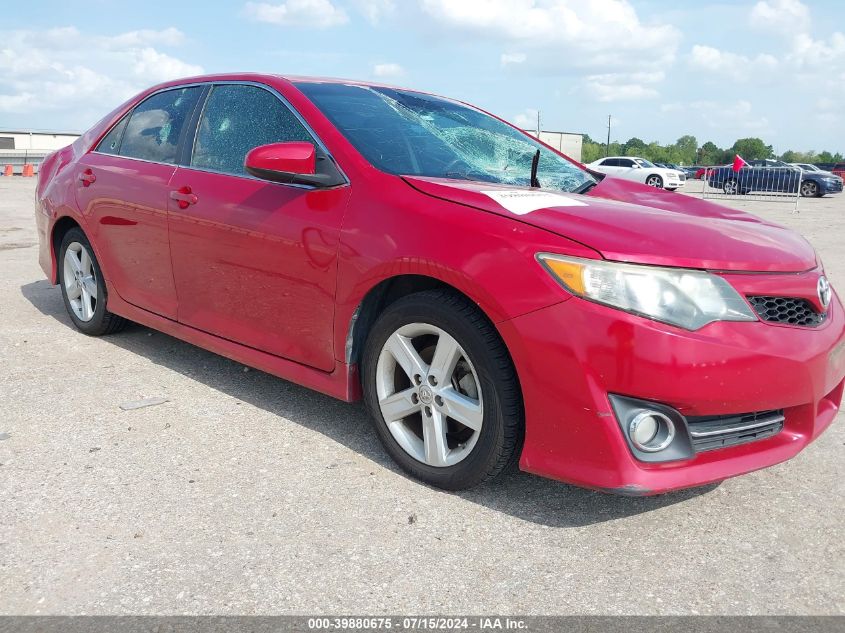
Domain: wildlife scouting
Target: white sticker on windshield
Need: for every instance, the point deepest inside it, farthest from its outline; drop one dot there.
(520, 202)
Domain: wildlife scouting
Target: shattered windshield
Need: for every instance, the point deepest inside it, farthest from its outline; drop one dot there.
(409, 133)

[Given exercise]:
Put the lines of the listing into a Markdown table with the columns "Row" and "Listing line," numbering each row and skipping blank lines. Leave out the pictures.

[Response]:
| Row | Listing line |
|---|---|
| 1 | Domain: wildlife scouting |
| 2 | Target: white sticker on windshield |
| 3 | Need: for every instance, the point deepest inside it, farthest from its outline; drop one dot there. |
| 4 | (520, 202) |
| 5 | Domain: wildlife scouting |
| 6 | Target: shattered windshield |
| 7 | Need: for every instance, the point deepest inside it, farthest from its outline; drop one dot there. |
| 8 | (409, 133) |